Archives for Social Change
Archives for Social Change brings together five independent archives that hold the overlooked and often silenced histories of communities who have fought, organised, and cared for one another in the face of exclusion and oppression. These archives speak not only from the past — they are living practices of resistance and solidarity, shaped by and for those who refused to be forgotten.
Set in Stranges Stiftelse, a former poorhouse for women founded in 1609, the exhibition unfolds across two floors. Materials from Skeivt Arkiv (Norway), Nepal Picture Library’s Dalit Archive and Feminist Memory Project, and the Grindmill Songs Archive of the People’s Archive of Rural India are shown alongside historical records from Stranges Stiftelse itself. Seen together, these images, documents, and objects reveal the particular ways the archive works to collect, record, and shed light on the different lives that have shaped social change — refusing their erasure.
Downstairs, three tables anchor the former common room, where the women who lived at Stranges Stiftelse would gather together. The first explores how archives contribute to and support movements for social change. The second looks at music as a means of gathering, resistance, and solidarity. The third focuses on how spaces — both public and private — can shelter, sustain, and give form to social movements and community life.
Upstairs, five former bedrooms become sites of intimate encounter. In each room, the life of a woman is reimagined through archival fragments: Uma Devi Badi, Tara Ubhe, Bhagirathi Shrestha, Siri Kvalheim, and Asseline Olsdatter. Their stories are told through the words of three writers, each of whom responds to the gaps in the archive. They are not biographies, but invitations to listen across time — to sit with what remains and what is missing.
The exhibition asks: What forms of care and resistance become visible through the act of archiving? And how might we learn from what these archives retain, and from what they exclude? It invites visitors to see archives not as static repositories, but as spaces of care and imagination, where memory becomes a shared responsibility, and where futures are shaped by how we choose to remember.
Skeivt Arkiv (founded 2015) is Norway’s national archive for queer and LGBTQ+ history. Based at the University of Bergen Library, the archive collects personal stories, photographs, publications, and organisational records relating to queer life and activism. Skeivt Arkiv places care at the core of its method, prioritising consent, anonymity, and self-determined representation. Through oral histories, anonymous testimonies, and community collaboration, it documents both public struggle and private resilience, preserving diverse forms of queer memory.
The Feminist Memory Project was launched by Nepal Picture Library in 2018 to document and archive the histories of feminist thought and action in Nepal. Built through public calls and personal contributions, the archive contains photographs, letters, publications, and stories from women who have played a part in Nepal’s social and political movements. It challenges dominant historical narratives by centring voices often left out of public record, and invites reflection on how feminism is lived, shared, and remembered.
The Dalit Archive at Nepal Picture Library gathers photographs and testimonies from Dalit communities across Nepal, with a focus on caste resistance and self-representation. Spanning six decades, the archive includes portraits, family albums, and records of protest and discrimination. It activates these images to challenge historical invisibility and caste-based exclusion, and foregrounds Dalit voices in shaping how memory and justice are claimed. The archive is ongoing, built in collaboration with communities it represents.

AIM 1:
Reproduce the passage of the Archives for Social Change text starting at "The Dalit Archive" and ending at "communities it represents.".
AIM 2:
In the Archives for Social Change text, where is Skeivt Arkiv based?

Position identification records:
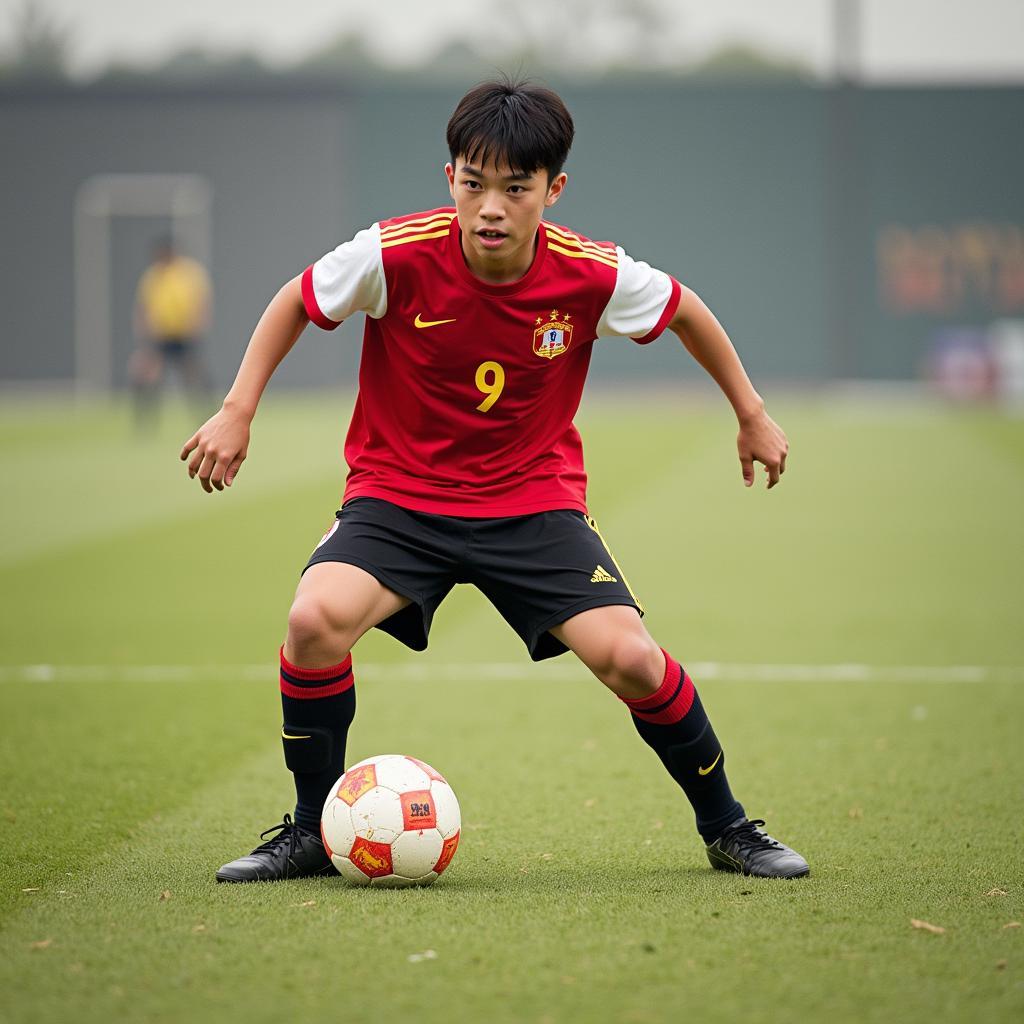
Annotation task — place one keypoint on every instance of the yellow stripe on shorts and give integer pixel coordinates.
(622, 576)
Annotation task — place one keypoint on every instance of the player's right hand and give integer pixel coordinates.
(217, 449)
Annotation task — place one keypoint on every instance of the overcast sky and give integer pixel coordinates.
(901, 39)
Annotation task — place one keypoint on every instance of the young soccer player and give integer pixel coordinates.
(465, 466)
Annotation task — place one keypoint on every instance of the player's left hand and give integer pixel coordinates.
(761, 439)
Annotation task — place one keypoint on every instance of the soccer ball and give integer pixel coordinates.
(391, 820)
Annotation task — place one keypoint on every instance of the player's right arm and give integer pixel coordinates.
(220, 445)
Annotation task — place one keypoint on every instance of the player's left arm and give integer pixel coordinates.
(760, 438)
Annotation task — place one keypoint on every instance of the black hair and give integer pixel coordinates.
(514, 122)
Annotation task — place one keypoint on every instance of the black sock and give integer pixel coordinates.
(318, 706)
(673, 723)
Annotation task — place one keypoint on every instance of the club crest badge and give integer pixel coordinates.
(552, 336)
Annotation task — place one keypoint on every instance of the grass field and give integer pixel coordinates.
(856, 635)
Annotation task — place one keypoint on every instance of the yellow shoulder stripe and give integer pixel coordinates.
(422, 223)
(573, 240)
(584, 254)
(387, 244)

FINAL RESULT 1:
The Dalit Archive at Nepal Picture Library gathers photographs and testimonies from Dalit communities across Nepal, with a focus on caste resistance and self-representation. Spanning six decades, the archive includes portraits, family albums, and records of protest and discrimination. It activates these images to challenge historical invisibility and caste-based exclusion, and foregrounds Dalit voices in shaping how memory and justice are claimed. The archive is ongoing, built in collaboration with communities it represents.

FINAL RESULT 2:
At the University of Bergen Library.